Copy the lines below word for word, leaving out the pictures.

■ ■ ■

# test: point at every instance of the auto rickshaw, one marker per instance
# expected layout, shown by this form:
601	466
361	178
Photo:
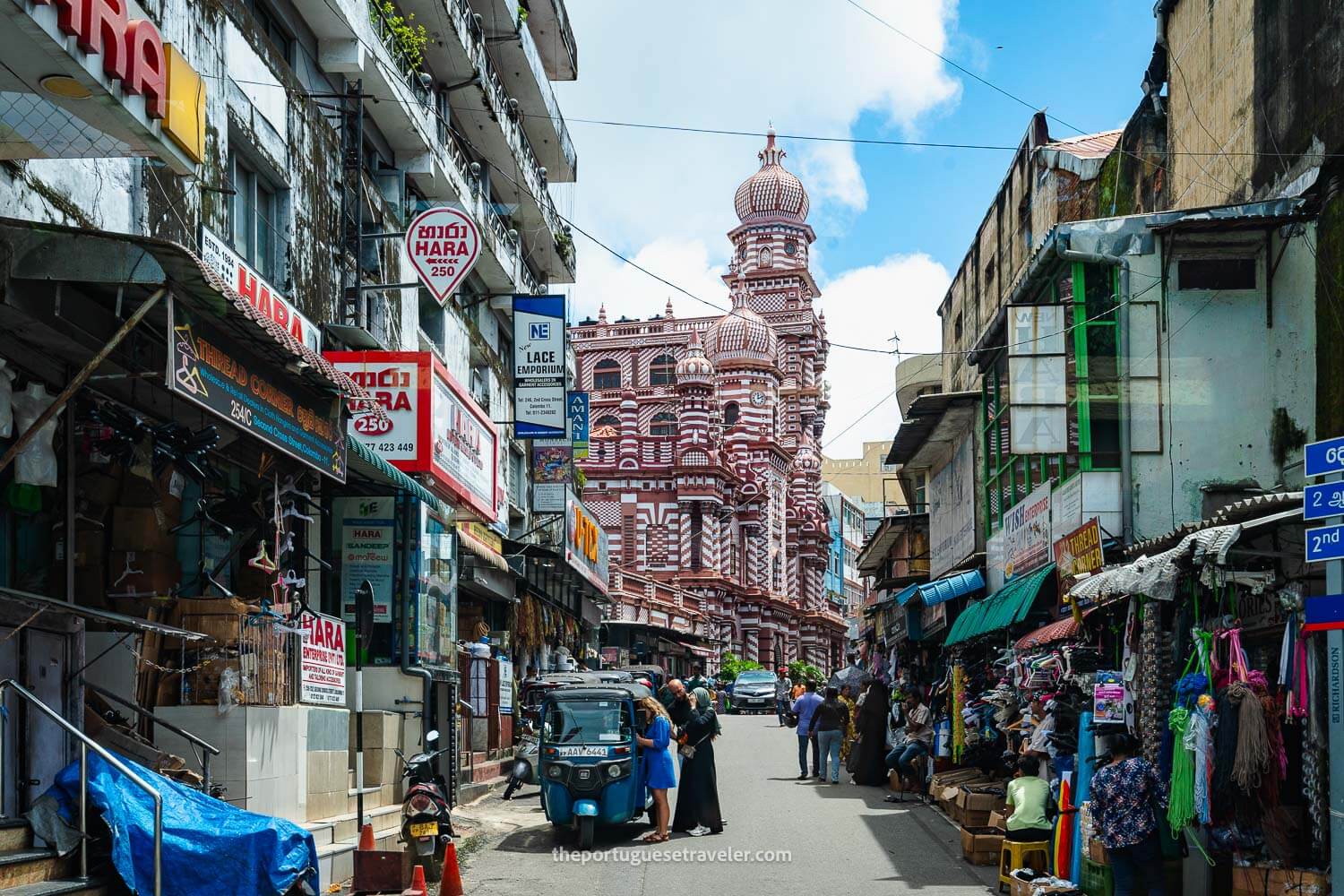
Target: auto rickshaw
591	767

■ ■ ■

Answer in full
# test: point at every instance of the auto rickshaw, one marker per instance
# expected layout, shown by this form:
601	466
361	178
Photo:
Target: auto rickshaw
591	767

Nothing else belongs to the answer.